■ **WHAT IS BEING ASKED**
State how many lines of the material below contain the string "combine", giving only the number.

■ **MATERIAL SHOWN**
□ □ □
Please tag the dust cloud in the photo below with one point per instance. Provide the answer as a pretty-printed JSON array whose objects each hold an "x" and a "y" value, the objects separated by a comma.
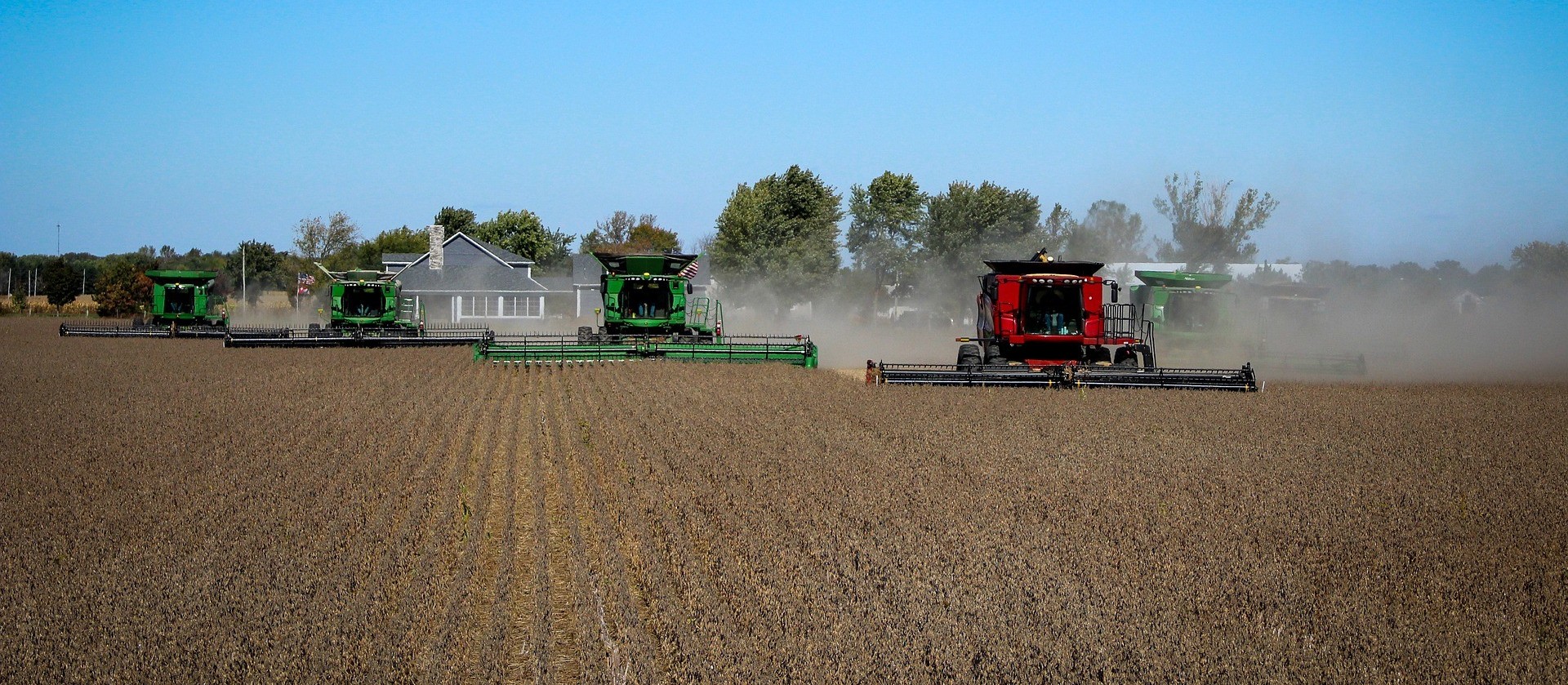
[{"x": 1509, "y": 337}]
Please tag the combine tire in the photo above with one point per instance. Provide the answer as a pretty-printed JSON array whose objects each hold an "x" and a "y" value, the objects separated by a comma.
[{"x": 969, "y": 356}]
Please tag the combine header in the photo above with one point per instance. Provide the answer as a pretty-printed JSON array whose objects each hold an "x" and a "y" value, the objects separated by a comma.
[
  {"x": 1046, "y": 323},
  {"x": 368, "y": 311},
  {"x": 182, "y": 306},
  {"x": 649, "y": 313}
]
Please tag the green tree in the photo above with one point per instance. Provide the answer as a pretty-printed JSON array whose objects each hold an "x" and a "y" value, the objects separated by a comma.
[
  {"x": 61, "y": 282},
  {"x": 968, "y": 225},
  {"x": 780, "y": 237},
  {"x": 457, "y": 220},
  {"x": 264, "y": 270},
  {"x": 653, "y": 238},
  {"x": 884, "y": 220},
  {"x": 122, "y": 287},
  {"x": 524, "y": 234},
  {"x": 1107, "y": 234},
  {"x": 625, "y": 234},
  {"x": 1201, "y": 234},
  {"x": 397, "y": 240},
  {"x": 1542, "y": 262},
  {"x": 332, "y": 242}
]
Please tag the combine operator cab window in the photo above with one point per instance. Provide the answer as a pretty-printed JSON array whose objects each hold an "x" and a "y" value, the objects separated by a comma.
[
  {"x": 1054, "y": 311},
  {"x": 645, "y": 300},
  {"x": 179, "y": 300},
  {"x": 363, "y": 301}
]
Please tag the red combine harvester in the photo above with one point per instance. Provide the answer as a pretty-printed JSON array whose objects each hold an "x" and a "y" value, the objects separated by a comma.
[{"x": 1046, "y": 323}]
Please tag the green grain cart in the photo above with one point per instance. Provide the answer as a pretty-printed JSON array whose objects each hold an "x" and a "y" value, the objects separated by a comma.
[
  {"x": 1192, "y": 314},
  {"x": 649, "y": 313},
  {"x": 182, "y": 306},
  {"x": 1187, "y": 311}
]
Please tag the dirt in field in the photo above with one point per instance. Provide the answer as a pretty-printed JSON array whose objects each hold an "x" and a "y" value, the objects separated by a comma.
[{"x": 179, "y": 511}]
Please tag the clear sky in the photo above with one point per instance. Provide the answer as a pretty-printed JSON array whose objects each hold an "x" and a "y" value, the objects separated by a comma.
[{"x": 1387, "y": 131}]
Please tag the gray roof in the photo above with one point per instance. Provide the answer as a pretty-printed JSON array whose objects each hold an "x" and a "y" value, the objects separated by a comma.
[
  {"x": 506, "y": 256},
  {"x": 470, "y": 267}
]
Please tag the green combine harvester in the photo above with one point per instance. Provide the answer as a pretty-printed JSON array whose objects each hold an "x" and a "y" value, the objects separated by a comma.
[
  {"x": 1192, "y": 313},
  {"x": 649, "y": 313},
  {"x": 368, "y": 309},
  {"x": 182, "y": 306}
]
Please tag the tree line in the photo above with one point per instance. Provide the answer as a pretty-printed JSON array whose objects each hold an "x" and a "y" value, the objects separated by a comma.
[
  {"x": 119, "y": 286},
  {"x": 780, "y": 242},
  {"x": 778, "y": 238}
]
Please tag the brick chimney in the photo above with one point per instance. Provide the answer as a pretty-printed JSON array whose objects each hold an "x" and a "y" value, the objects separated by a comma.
[{"x": 438, "y": 235}]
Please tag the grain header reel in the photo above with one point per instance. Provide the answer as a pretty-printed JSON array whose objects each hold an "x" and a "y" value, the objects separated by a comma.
[
  {"x": 649, "y": 313},
  {"x": 182, "y": 306},
  {"x": 1049, "y": 323},
  {"x": 368, "y": 309}
]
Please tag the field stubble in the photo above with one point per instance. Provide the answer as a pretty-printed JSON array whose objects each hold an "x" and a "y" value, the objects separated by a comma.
[{"x": 173, "y": 509}]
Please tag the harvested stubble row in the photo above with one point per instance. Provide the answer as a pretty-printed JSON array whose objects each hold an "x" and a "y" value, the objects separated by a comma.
[{"x": 177, "y": 511}]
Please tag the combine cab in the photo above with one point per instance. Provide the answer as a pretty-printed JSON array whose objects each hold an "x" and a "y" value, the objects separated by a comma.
[
  {"x": 649, "y": 313},
  {"x": 182, "y": 306},
  {"x": 1046, "y": 323},
  {"x": 368, "y": 309}
]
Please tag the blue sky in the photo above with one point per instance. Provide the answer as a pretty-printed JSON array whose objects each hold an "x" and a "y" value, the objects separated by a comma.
[{"x": 1394, "y": 132}]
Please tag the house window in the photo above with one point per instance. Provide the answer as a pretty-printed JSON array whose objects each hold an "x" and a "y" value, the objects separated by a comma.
[{"x": 497, "y": 306}]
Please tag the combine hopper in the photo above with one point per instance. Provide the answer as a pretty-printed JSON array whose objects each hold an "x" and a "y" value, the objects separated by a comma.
[
  {"x": 1046, "y": 323},
  {"x": 182, "y": 306},
  {"x": 368, "y": 311},
  {"x": 649, "y": 313}
]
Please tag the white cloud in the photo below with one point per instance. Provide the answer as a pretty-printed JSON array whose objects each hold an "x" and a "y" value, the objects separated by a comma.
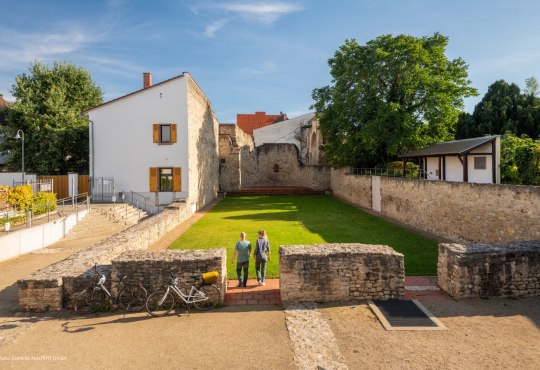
□ □ □
■ **WRITTEN RESPONSE**
7